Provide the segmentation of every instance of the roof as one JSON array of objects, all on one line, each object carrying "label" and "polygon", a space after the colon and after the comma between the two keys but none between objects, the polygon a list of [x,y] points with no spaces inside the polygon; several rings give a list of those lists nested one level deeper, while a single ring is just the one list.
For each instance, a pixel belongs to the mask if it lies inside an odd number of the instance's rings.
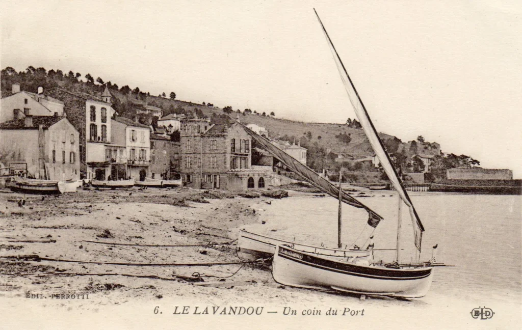
[{"label": "roof", "polygon": [[[25,91],[22,91],[25,92]],[[45,94],[37,94],[36,93],[31,93],[31,92],[26,92],[26,93],[29,94],[29,95],[30,95],[31,97],[32,97],[33,99],[34,99],[35,101],[36,101],[36,96],[38,96],[41,99],[45,99],[45,100],[52,101],[53,102],[56,102],[57,103],[60,103],[60,104],[64,104],[64,103],[62,102],[60,100],[56,100],[54,97],[51,97],[49,95],[45,95]]]},{"label": "roof", "polygon": [[150,135],[151,140],[165,140],[170,141],[170,137],[166,137],[163,135],[160,135],[159,134],[151,134]]},{"label": "roof", "polygon": [[119,117],[117,116],[114,118],[114,120],[118,123],[121,123],[122,124],[127,125],[127,126],[133,126],[133,127],[141,127],[142,128],[150,128],[149,126],[147,125],[144,125],[143,124],[140,124],[139,123],[136,123],[132,119],[129,119],[128,118],[125,118],[125,117]]},{"label": "roof", "polygon": [[411,156],[411,158],[413,158],[417,156],[419,156],[421,158],[433,158],[434,157],[435,157],[434,155],[424,155],[424,154],[418,154],[417,155],[413,155],[413,156]]},{"label": "roof", "polygon": [[248,168],[234,168],[228,171],[229,173],[270,173],[274,172],[272,166],[252,165]]},{"label": "roof", "polygon": [[[161,109],[160,109],[161,110]],[[159,120],[179,120],[181,117],[177,116],[176,114],[169,114],[167,116],[163,116]]]},{"label": "roof", "polygon": [[161,108],[159,108],[157,106],[154,106],[153,105],[146,105],[145,108],[148,110],[156,110],[157,111],[163,111],[163,109]]},{"label": "roof", "polygon": [[105,89],[103,90],[103,92],[102,93],[101,96],[112,96],[112,95],[111,95],[111,92],[109,91],[109,88],[107,87],[107,85],[105,85]]},{"label": "roof", "polygon": [[58,116],[33,116],[32,126],[26,127],[25,118],[17,119],[16,120],[9,120],[0,124],[0,129],[38,129],[40,125],[43,127],[44,129],[46,129],[58,123],[65,117],[59,117]]}]

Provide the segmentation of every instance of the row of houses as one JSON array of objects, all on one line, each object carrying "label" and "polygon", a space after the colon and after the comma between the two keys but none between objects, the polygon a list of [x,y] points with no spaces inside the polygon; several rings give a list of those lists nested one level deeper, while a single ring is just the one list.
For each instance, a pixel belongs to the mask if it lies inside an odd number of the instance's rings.
[{"label": "row of houses", "polygon": [[51,180],[172,176],[179,143],[118,116],[111,97],[106,87],[99,97],[57,88],[33,93],[14,84],[0,106],[4,166]]},{"label": "row of houses", "polygon": [[[60,88],[32,93],[14,84],[2,99],[0,148],[9,156],[0,165],[51,180],[181,176],[185,185],[204,189],[264,189],[281,180],[269,156],[253,164],[252,138],[239,120],[211,124],[195,114],[172,114],[154,129],[118,116],[111,97],[106,87],[99,96]],[[149,107],[143,108],[162,115]],[[268,137],[264,128],[256,130]],[[176,131],[179,142],[170,137]],[[299,143],[271,142],[306,164]]]}]

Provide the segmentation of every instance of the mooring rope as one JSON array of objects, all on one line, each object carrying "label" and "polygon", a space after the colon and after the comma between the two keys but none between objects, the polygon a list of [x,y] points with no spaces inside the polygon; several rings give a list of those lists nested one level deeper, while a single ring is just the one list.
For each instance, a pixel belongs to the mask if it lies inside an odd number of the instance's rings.
[{"label": "mooring rope", "polygon": [[116,246],[129,246],[129,247],[149,247],[149,248],[188,248],[188,247],[210,247],[210,246],[216,246],[218,245],[230,245],[236,240],[238,240],[234,239],[234,240],[230,241],[229,242],[226,242],[224,243],[209,243],[208,244],[194,244],[194,245],[158,245],[155,244],[131,244],[130,243],[97,242],[96,241],[82,241],[86,242],[87,243],[95,243],[96,244],[104,244],[106,245],[116,245]]}]

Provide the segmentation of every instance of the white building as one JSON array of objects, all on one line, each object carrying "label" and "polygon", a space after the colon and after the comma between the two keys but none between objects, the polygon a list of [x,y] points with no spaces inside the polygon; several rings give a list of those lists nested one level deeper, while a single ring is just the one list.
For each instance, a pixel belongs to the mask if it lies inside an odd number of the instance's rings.
[{"label": "white building", "polygon": [[13,84],[13,94],[2,99],[0,102],[0,123],[22,119],[27,115],[61,117],[64,113],[64,103],[46,95],[43,88],[38,88],[38,93],[20,90],[20,85]]},{"label": "white building", "polygon": [[172,132],[180,130],[181,127],[180,120],[182,119],[183,118],[176,114],[170,114],[158,119],[158,126],[164,127],[167,129],[167,132],[171,134]]}]

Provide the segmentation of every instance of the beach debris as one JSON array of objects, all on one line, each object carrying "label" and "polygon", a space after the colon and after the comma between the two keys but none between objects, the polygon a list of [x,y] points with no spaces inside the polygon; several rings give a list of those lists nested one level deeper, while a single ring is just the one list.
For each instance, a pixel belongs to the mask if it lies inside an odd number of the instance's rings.
[{"label": "beach debris", "polygon": [[270,198],[281,199],[288,197],[288,192],[286,190],[266,190],[261,193],[261,195]]},{"label": "beach debris", "polygon": [[103,229],[103,231],[101,234],[99,234],[96,235],[97,237],[99,237],[100,238],[110,238],[111,237],[114,237],[112,234],[109,231],[109,229]]}]

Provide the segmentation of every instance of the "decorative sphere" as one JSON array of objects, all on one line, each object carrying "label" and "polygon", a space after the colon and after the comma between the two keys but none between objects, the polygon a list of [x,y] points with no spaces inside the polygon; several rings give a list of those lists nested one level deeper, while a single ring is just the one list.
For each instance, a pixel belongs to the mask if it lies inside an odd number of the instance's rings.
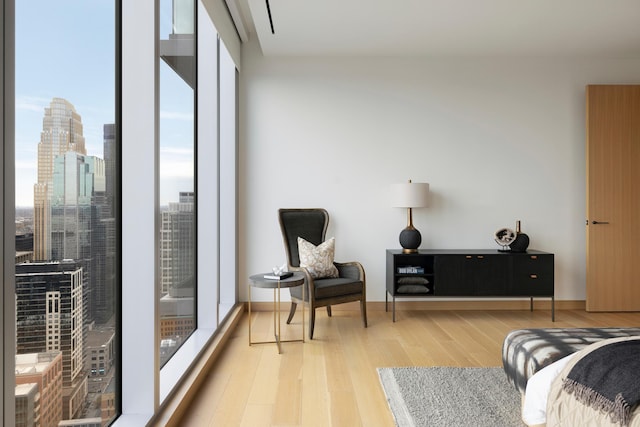
[{"label": "decorative sphere", "polygon": [[516,239],[509,245],[511,252],[526,252],[529,247],[529,236],[518,233]]},{"label": "decorative sphere", "polygon": [[405,228],[400,232],[400,246],[405,249],[418,249],[422,243],[422,236],[415,228]]}]

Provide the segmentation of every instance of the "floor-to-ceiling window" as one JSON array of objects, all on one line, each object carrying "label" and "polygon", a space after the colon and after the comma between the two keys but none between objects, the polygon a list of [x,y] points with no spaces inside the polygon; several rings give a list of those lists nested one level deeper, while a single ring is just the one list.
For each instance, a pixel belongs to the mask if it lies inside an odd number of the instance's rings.
[{"label": "floor-to-ceiling window", "polygon": [[15,3],[4,425],[144,425],[237,301],[236,66],[198,0]]},{"label": "floor-to-ceiling window", "polygon": [[160,2],[160,364],[196,328],[195,88],[193,0]]},{"label": "floor-to-ceiling window", "polygon": [[15,423],[108,423],[119,379],[116,1],[15,7]]}]

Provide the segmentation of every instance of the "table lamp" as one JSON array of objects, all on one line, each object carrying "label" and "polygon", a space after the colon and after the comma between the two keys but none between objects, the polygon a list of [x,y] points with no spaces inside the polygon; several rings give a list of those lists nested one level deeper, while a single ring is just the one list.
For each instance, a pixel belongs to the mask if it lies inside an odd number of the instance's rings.
[{"label": "table lamp", "polygon": [[402,252],[406,254],[418,252],[422,243],[420,232],[413,226],[411,209],[426,208],[429,205],[429,184],[426,182],[409,182],[405,184],[393,184],[393,207],[407,208],[407,228],[400,232],[400,245]]}]

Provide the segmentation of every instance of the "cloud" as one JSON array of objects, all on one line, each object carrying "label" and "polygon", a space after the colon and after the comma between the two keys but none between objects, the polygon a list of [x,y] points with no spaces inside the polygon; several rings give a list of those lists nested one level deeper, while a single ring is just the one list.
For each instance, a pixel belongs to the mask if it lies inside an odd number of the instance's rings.
[{"label": "cloud", "polygon": [[160,147],[161,156],[188,156],[193,158],[193,148]]},{"label": "cloud", "polygon": [[45,107],[51,104],[51,98],[42,98],[37,96],[17,96],[16,110],[33,111],[44,114]]},{"label": "cloud", "polygon": [[177,111],[160,111],[160,118],[167,120],[193,121],[193,113],[180,113]]},{"label": "cloud", "polygon": [[160,162],[160,176],[161,179],[167,178],[190,178],[194,179],[195,170],[193,162],[184,161],[161,161]]}]

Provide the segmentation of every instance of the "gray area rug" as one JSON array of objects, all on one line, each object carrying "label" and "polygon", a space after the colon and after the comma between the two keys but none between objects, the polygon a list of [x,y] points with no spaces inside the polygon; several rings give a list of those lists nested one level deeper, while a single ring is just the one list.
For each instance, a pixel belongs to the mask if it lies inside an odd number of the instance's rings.
[{"label": "gray area rug", "polygon": [[396,425],[524,426],[502,368],[378,368]]}]

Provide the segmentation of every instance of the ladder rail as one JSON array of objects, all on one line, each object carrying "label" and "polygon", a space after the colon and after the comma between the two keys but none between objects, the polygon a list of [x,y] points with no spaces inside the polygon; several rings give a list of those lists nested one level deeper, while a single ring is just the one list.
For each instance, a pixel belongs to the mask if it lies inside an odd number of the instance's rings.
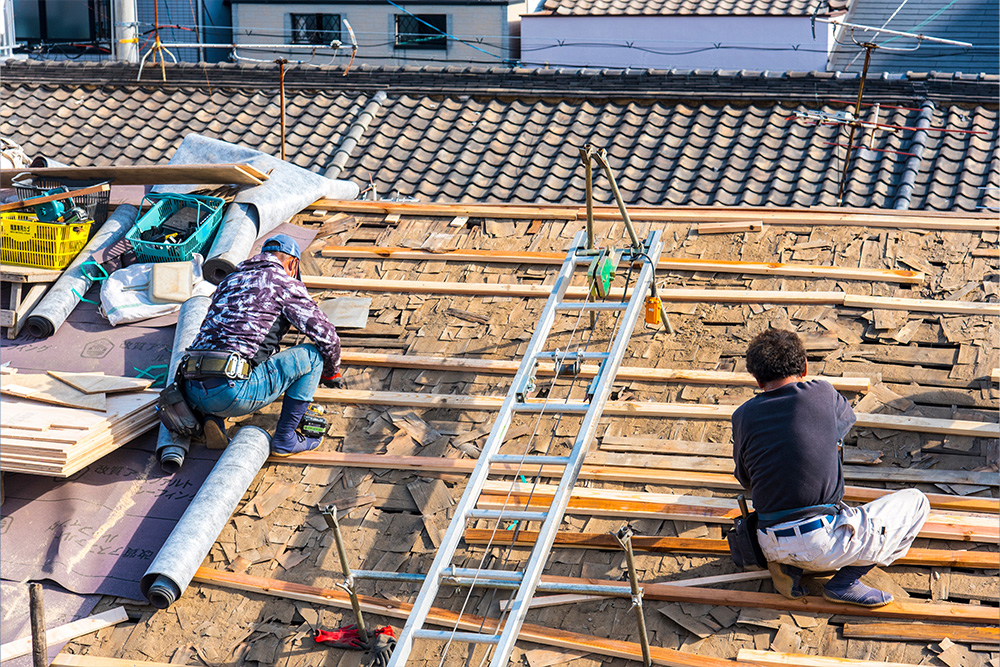
[{"label": "ladder rail", "polygon": [[406,624],[403,626],[403,630],[396,640],[396,648],[392,652],[387,667],[403,667],[410,656],[410,652],[413,650],[414,635],[418,629],[423,627],[424,620],[427,618],[427,614],[434,604],[434,598],[437,596],[441,585],[441,574],[445,568],[451,565],[451,559],[455,554],[455,550],[458,548],[458,544],[465,534],[465,516],[470,510],[475,509],[480,491],[487,477],[489,477],[490,454],[499,452],[500,445],[503,444],[504,435],[506,435],[507,428],[510,426],[514,416],[514,406],[517,402],[516,393],[520,387],[523,387],[527,383],[529,376],[534,372],[535,355],[542,351],[542,347],[552,330],[557,314],[556,304],[563,300],[566,290],[573,279],[577,264],[579,263],[576,252],[582,247],[583,242],[584,233],[578,232],[573,239],[573,250],[567,253],[566,260],[559,269],[552,292],[549,294],[545,308],[542,311],[542,317],[534,334],[531,336],[531,340],[528,342],[524,360],[517,369],[507,397],[504,399],[500,411],[497,413],[493,428],[490,429],[490,435],[483,445],[482,453],[475,468],[472,470],[472,474],[469,476],[465,492],[455,507],[452,522],[441,538],[437,554],[427,571],[427,577],[420,588],[420,592],[417,594],[417,599],[413,602],[413,607],[406,619]]},{"label": "ladder rail", "polygon": [[494,649],[493,658],[490,661],[491,667],[506,667],[510,654],[514,650],[517,636],[528,613],[528,603],[541,580],[542,571],[548,562],[549,551],[552,549],[559,525],[562,523],[563,516],[566,514],[566,508],[569,506],[571,491],[583,467],[587,449],[590,447],[597,433],[598,422],[604,413],[604,404],[611,395],[618,369],[631,341],[632,332],[636,324],[638,324],[639,317],[644,312],[646,294],[649,291],[650,284],[655,279],[654,269],[662,251],[660,236],[661,232],[657,230],[651,232],[647,238],[646,248],[648,251],[646,254],[649,261],[643,263],[632,291],[632,297],[629,300],[629,306],[618,323],[618,332],[611,349],[608,351],[608,358],[602,365],[598,381],[599,386],[591,400],[591,408],[587,411],[580,425],[579,434],[573,444],[573,451],[570,454],[570,462],[566,465],[563,476],[559,481],[555,498],[548,510],[548,517],[542,523],[535,538],[535,546],[531,551],[531,556],[528,558],[521,586],[518,588],[514,600],[508,606],[509,614],[504,623],[500,641]]}]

———

• _PROBLEM DETAILS_
Report every line of the items above that contains the string "mooring", copying each such line in full.

• _ANSWER TO THE EXERCISE_
Provide the segmentation of every instance of the mooring rope as one JSON array of objects, all on one line, each object carrying "label" and "polygon", a space after the colon and after the comma between the two keys but none between objects, the polygon a list of [x,y] points with no spaces inside the polygon; several rings give a list of those lists nested one level deeper, while a single ring is just the one list.
[{"label": "mooring rope", "polygon": [[116,246],[129,246],[129,247],[149,247],[149,248],[188,248],[188,247],[210,247],[210,246],[216,246],[218,245],[230,245],[236,240],[238,240],[234,239],[234,240],[230,241],[229,242],[226,242],[224,243],[209,243],[208,244],[194,244],[194,245],[158,245],[155,244],[131,244],[130,243],[97,242],[96,241],[82,241],[86,242],[87,243],[95,243],[96,244],[104,244],[106,245],[116,245]]}]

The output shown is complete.